PROBLEM STATEMENT –
Extract every line of the material below word for word, with no alterations, and keep the lines in their original order.
═════ PROVIDED DATA
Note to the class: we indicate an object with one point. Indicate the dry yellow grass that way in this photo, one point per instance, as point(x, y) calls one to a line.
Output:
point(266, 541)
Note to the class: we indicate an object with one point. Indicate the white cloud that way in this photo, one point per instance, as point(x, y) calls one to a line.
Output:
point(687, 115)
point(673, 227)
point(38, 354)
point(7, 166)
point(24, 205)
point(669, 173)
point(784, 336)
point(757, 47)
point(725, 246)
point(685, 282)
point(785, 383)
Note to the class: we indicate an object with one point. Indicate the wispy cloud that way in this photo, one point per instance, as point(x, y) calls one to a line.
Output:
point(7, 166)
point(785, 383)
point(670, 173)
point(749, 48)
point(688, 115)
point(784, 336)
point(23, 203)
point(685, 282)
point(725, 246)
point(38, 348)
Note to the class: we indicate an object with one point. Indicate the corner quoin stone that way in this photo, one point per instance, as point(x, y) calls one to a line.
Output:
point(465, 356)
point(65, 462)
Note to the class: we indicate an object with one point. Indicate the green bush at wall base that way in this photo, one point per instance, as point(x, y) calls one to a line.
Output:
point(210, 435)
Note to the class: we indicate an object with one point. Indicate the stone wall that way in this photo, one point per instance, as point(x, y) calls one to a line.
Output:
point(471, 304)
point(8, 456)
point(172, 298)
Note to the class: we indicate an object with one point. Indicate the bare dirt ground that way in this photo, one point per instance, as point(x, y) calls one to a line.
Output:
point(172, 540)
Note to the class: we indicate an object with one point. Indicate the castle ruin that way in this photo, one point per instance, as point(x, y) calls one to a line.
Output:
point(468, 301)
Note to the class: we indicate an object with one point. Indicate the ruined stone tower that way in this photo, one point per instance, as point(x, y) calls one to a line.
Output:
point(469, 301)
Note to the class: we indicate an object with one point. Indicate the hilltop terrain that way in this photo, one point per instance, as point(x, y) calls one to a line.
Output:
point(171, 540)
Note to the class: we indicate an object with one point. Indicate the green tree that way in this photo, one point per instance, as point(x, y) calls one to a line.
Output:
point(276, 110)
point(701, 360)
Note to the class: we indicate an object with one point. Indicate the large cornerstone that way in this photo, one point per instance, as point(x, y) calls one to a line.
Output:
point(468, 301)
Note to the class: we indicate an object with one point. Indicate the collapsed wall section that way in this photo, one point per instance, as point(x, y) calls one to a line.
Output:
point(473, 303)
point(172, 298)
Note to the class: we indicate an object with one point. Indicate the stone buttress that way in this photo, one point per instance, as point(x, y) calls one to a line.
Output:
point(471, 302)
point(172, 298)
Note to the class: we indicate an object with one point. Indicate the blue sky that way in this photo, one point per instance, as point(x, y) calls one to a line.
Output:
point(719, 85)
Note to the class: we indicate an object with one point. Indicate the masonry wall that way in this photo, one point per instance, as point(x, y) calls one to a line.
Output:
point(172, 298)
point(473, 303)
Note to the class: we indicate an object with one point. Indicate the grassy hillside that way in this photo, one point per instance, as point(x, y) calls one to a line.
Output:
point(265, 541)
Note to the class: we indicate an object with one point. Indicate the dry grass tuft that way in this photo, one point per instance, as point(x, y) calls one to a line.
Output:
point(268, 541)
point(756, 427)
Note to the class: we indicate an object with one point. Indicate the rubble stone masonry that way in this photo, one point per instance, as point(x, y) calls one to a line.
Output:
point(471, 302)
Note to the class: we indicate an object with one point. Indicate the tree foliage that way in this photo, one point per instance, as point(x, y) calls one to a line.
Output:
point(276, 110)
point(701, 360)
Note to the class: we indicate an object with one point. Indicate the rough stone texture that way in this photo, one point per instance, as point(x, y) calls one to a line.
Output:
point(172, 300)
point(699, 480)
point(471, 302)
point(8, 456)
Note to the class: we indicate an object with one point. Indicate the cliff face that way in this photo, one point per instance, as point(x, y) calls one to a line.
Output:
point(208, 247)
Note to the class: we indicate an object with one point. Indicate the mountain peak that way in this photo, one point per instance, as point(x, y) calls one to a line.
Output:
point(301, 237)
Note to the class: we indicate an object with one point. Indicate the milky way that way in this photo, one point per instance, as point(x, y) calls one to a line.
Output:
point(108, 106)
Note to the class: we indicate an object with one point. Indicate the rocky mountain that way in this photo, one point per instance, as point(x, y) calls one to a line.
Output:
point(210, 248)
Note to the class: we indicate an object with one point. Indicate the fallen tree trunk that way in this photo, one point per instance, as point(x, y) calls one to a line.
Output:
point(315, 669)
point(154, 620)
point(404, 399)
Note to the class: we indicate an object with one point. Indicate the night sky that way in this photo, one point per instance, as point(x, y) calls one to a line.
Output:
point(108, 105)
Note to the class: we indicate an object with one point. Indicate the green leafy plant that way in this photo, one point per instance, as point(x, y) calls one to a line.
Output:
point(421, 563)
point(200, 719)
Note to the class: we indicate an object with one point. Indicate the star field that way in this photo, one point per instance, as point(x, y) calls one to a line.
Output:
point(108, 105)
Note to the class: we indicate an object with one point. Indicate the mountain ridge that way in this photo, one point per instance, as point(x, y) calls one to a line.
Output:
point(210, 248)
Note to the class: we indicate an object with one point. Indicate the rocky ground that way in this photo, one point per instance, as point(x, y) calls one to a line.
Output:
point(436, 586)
══════════
THE RESULT –
Note to the class: we indicate an object with one point. Indicate the dry yellow grass that way in this photo, one point per instance, as point(x, y) calls one to a line.
Output:
point(266, 541)
Note to the class: we indicate an object with one point. Indicate the white cloud that way in this photo, one point per instance, as point(x, y) calls one to a line.
Output:
point(687, 115)
point(673, 227)
point(38, 354)
point(7, 166)
point(24, 205)
point(669, 173)
point(784, 336)
point(757, 47)
point(725, 246)
point(685, 282)
point(785, 383)
Note to the class: we indicate an object with one point. Indicate the wispy cloud that way in this photo, one point per instance, as point(x, y) calls one to a line.
Output:
point(7, 166)
point(785, 383)
point(670, 173)
point(749, 48)
point(688, 115)
point(784, 336)
point(23, 203)
point(685, 282)
point(725, 246)
point(38, 348)
Note to the class: we indicate an object with one point. Indicate the corner quoin stone that way in this photo, one point per instance, as point(x, y) calls one to a line.
Output:
point(465, 356)
point(65, 462)
Note to the class: we indicate an object with one point. Indicate the green bush at wall base that way in this photo, one point per instance, as point(x, y) calls one to a line.
Output:
point(210, 435)
Note to the class: we indicate an object with one point. Indicate the stone wall that way in this photo, one point per instance, as point(x, y) calls one to a line.
Output:
point(471, 304)
point(8, 456)
point(172, 298)
Note to the class: we indicate an object with one point. Indicate the bare dirt ground that way in this photo, one point per instance, as point(x, y) calls one to a line.
Output:
point(172, 540)
Note to the class: we indicate an object with one point. Indicate the castle ruin that way in this photo, one point per instance, as point(x, y) calls one to a line.
Output:
point(468, 301)
Note to the class: we indicate an object with one point. Indicate the ruined stone tower that way in this photo, one point per instance, as point(x, y) calls one to a line.
Output:
point(469, 301)
Note to the class: we indicate an object with one point. Indicate the hilltop terrain that way in this photo, one point per instance, as point(x, y) calls one to a line.
Output:
point(171, 540)
Note to the class: we indicate an object with one point. Indicate the green tree that way in this photo, one point per instance, as point(x, y) calls one to a line.
Output:
point(276, 110)
point(701, 360)
Note to the class: we indicate an object with one point. Indicate the large cornerstone that way in this photo, one point per instance, as point(x, y) calls one to a line.
Output:
point(468, 301)
Note to the class: we indicate an object with one point. Indicate the collapsed wall section that way in this photo, one point per instance, as point(x, y) calls one to a line.
Output:
point(473, 303)
point(172, 298)
Note to the class: we indicate an object with one point. Indicate the stone buttress that way in this photo, one point per instance, as point(x, y) calls one to a line.
Output:
point(471, 302)
point(172, 298)
Note to the class: we indicate an object with one point. Indicate the blue sky that way in this photo, one point per instance, as point(x, y) calls one to a line.
Output:
point(719, 85)
Note to the class: we indicate an object with one point. Indicate the masonry wall that way in this photo, one point per instance, as point(x, y) calls one to a line.
Output:
point(172, 298)
point(473, 303)
Note to the class: we indicate an object with one point. Indicate the grassy hillside that way in this photo, one point per instance, as point(x, y) calls one to a line.
Output:
point(265, 541)
Note to the class: we indicate an object with one point. Indicate the dry grass tuft that way in this photo, one point per instance, as point(x, y) calls one to a line.
Output:
point(268, 541)
point(756, 427)
Note to the class: we indicate an object with one point. Indicate the rubble stone masonry that way in this photo, one point per instance, as point(x, y) calls one to a line.
Output:
point(471, 302)
Note to the class: we indicate an object with one point. Indicate the tree foliage that way in this photo, one point per instance, as point(x, y) calls one to a line.
Output:
point(276, 110)
point(701, 360)
Note to the class: we indicate an object with one point. Indicate the rough stone texture that way in this photo, one point per instance, as point(x, y) calls one to a line.
Output:
point(172, 300)
point(699, 480)
point(471, 302)
point(8, 456)
Note to the class: we indicate an object with one point. Indicate the cliff face that way in this photo, one point per instance, as point(x, y) calls one to a line.
Output:
point(208, 247)
Note to the class: we indicate an object with one point. Indicate the mountain peak that way in this photo, one point per instance, as point(x, y) calls one to a line.
Output:
point(301, 237)
Note to the class: we indicate an object with one point. Indicate the milky way that way in this photo, one point per instance, as point(x, y) calls one to a line.
Output:
point(108, 106)
Note to the class: we indicate an object with one point. Indicate the rocky mountain that way in this photo, one point per instance, as point(x, y) calls one to a line.
Output:
point(210, 248)
Note to the class: we indicate an object with one point. Indicate the fallen tree trunk that way in this photo, one point per instance, as point(x, y) calls one to a line.
Output:
point(315, 669)
point(154, 620)
point(404, 399)
Note to the class: we indicate an object with one point. Indicate the night sky that way in this photo, one point per instance, as point(x, y) calls one to a line.
Output:
point(108, 105)
Note to the class: we indicate an object with one point. Indicate the green leafy plant that way in this photo, one point per instance, as point(x, y) calls one to a line.
Output:
point(421, 563)
point(200, 719)
Note to the class: we indicate an object with one point. Indicate the star field that way in this photo, one point per instance, as point(x, y) calls one to a line.
Output:
point(108, 105)
Note to the class: we indicate an object with one point. Indicate the mountain ridge that way in this photo, one point per instance, as point(x, y) calls one to a line.
Output:
point(210, 248)
Note to the class: we indicate an object with one point. Indicate the rocky ground that way in this photo, one point per instance, as point(x, y) calls one to a line.
Output:
point(436, 586)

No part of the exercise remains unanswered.